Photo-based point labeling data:
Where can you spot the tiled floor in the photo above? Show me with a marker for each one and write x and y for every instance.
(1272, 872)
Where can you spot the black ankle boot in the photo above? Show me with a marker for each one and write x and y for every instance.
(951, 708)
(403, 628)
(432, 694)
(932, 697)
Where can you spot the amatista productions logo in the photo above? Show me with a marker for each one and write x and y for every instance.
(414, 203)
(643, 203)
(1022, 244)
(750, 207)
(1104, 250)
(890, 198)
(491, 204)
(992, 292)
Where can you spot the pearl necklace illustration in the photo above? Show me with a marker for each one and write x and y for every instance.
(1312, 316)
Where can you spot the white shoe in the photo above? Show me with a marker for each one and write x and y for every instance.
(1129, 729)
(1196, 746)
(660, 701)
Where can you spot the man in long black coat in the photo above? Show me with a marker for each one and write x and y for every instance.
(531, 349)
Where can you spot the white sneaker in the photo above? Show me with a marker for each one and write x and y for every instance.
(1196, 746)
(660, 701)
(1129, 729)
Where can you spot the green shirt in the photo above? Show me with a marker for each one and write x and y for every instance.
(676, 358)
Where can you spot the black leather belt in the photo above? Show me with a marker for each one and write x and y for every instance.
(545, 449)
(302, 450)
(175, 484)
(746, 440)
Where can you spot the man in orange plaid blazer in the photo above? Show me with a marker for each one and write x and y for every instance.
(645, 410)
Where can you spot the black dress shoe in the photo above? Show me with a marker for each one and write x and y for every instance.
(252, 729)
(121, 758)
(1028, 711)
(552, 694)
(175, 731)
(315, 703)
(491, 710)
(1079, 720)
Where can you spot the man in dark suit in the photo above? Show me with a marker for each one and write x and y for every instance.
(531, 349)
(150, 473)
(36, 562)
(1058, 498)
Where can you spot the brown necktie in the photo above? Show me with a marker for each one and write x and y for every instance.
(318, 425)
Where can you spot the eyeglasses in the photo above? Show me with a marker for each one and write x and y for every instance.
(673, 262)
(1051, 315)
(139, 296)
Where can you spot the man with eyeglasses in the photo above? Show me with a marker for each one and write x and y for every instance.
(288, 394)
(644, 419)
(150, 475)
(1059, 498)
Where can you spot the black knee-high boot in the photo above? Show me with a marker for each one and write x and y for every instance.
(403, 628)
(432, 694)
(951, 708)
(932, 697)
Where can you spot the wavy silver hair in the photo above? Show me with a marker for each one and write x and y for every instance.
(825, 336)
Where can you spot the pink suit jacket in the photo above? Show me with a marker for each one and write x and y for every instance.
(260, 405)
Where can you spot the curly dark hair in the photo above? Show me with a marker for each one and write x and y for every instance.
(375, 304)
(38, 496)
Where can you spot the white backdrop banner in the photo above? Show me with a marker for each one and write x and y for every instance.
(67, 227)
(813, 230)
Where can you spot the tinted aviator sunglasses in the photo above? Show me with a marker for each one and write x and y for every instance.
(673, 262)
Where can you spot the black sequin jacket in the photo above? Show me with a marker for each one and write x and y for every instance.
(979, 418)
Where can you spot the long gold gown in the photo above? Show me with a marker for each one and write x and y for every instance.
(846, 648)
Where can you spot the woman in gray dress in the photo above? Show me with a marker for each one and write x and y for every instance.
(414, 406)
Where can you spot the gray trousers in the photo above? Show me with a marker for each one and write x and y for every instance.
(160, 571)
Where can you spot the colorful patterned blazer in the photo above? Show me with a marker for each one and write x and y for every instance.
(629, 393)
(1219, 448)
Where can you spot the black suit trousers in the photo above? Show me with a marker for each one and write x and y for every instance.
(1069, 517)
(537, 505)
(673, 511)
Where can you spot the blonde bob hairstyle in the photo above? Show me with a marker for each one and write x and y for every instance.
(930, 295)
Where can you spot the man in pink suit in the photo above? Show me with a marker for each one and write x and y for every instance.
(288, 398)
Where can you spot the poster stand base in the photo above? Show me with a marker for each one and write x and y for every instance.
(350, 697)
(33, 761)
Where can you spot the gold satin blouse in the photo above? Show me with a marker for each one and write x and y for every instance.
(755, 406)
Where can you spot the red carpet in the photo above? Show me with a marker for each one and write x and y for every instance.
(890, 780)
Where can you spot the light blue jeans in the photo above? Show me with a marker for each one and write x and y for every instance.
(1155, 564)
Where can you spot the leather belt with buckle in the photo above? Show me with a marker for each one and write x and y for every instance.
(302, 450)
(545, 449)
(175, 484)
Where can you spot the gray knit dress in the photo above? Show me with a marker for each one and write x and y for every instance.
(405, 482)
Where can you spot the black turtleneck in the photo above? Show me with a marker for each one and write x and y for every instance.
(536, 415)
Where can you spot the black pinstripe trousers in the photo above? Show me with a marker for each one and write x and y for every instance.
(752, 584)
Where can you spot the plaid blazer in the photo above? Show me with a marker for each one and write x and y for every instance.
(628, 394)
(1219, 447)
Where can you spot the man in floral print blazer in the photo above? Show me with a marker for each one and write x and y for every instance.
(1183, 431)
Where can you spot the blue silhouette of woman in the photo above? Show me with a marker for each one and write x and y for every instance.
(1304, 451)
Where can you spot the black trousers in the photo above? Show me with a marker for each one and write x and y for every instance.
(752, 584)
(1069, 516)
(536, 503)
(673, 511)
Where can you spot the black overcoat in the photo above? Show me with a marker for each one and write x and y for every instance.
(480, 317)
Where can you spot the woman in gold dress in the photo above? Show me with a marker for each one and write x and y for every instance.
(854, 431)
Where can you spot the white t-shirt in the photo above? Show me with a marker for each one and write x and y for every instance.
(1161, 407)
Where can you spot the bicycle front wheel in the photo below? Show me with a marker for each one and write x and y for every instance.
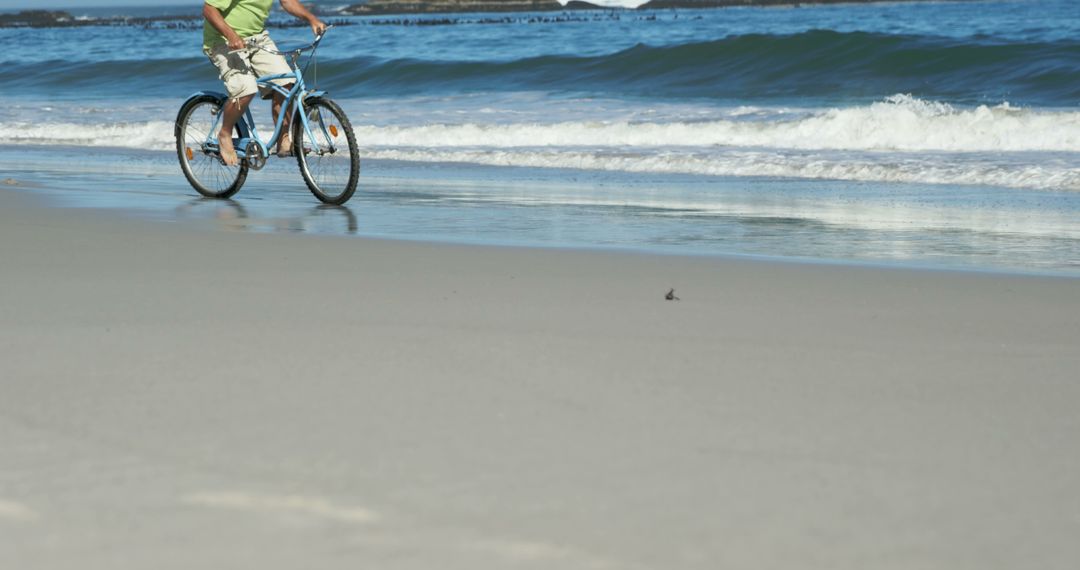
(326, 151)
(198, 120)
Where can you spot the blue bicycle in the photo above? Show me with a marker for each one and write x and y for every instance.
(323, 141)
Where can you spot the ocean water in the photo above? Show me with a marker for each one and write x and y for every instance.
(928, 133)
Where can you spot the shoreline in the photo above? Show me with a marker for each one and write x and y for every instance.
(281, 398)
(798, 220)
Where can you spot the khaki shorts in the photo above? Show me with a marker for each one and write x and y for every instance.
(240, 69)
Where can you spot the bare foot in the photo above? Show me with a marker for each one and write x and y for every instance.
(228, 153)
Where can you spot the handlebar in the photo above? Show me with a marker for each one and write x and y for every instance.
(250, 44)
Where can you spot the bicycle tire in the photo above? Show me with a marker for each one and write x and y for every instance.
(327, 175)
(205, 172)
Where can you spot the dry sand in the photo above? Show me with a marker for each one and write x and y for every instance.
(181, 398)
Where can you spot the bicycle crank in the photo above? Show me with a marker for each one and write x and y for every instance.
(255, 155)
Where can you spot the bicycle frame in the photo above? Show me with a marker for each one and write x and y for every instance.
(296, 95)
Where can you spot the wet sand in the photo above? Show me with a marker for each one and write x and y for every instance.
(176, 397)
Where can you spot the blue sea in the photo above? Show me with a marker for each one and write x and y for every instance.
(931, 134)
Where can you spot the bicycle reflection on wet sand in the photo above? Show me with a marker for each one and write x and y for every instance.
(232, 215)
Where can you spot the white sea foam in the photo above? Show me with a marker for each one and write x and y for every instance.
(900, 139)
(899, 124)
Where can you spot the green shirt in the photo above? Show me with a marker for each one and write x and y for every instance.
(246, 17)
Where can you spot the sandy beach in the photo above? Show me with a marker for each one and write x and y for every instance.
(177, 397)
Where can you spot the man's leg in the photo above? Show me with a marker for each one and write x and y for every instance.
(233, 110)
(285, 145)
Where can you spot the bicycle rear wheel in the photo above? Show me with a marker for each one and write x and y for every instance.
(328, 155)
(198, 119)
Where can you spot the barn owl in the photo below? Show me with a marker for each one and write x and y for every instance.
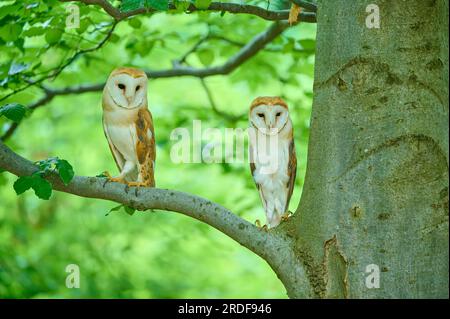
(272, 156)
(128, 127)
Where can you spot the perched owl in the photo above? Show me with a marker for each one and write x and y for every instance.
(272, 155)
(128, 127)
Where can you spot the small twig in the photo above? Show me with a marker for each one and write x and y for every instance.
(236, 8)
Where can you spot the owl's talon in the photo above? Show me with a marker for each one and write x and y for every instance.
(258, 224)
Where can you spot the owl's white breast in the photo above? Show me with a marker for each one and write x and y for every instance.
(271, 164)
(123, 138)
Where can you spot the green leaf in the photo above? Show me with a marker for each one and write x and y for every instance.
(42, 188)
(10, 32)
(129, 210)
(202, 4)
(53, 36)
(13, 111)
(206, 56)
(130, 5)
(161, 5)
(65, 171)
(181, 5)
(22, 184)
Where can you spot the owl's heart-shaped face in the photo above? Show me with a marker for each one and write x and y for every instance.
(127, 91)
(269, 119)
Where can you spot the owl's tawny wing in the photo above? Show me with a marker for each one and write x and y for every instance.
(145, 146)
(292, 172)
(118, 158)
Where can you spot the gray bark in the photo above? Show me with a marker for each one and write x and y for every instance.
(376, 190)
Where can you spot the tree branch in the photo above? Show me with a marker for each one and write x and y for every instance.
(229, 117)
(245, 53)
(235, 8)
(55, 72)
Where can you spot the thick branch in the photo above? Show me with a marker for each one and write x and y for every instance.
(235, 8)
(229, 117)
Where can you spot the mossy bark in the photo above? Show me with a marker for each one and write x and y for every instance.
(376, 188)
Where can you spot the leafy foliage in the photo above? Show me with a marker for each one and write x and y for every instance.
(150, 255)
(129, 210)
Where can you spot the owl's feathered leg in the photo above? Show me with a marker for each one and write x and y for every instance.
(145, 177)
(127, 168)
(286, 216)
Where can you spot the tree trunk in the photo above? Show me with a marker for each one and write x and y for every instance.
(376, 188)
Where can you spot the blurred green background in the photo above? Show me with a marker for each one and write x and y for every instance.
(150, 254)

- TASK REQUIREMENTS -
Lay out the stretch of the data from the line containing "Where can you spot the plaid" through the line containing "(1304, 451)" as a numbered list, omitting any blank lines.

- ANSWER FOR THIS EXERCISE -
1. Where can you spot the plaid blazer in the photo above? Show me with a marker for each one and write x and y for every instance.
2. (628, 394)
3. (1219, 447)
4. Where can you spot the man in floral print blazer in the photo above? Show me with a marker for each one and write x and y for every instance.
5. (1183, 431)
6. Where can you spot the blue silhouette of woman in the photo above? Show me with a marker for each one and write x and y for every instance.
7. (1304, 451)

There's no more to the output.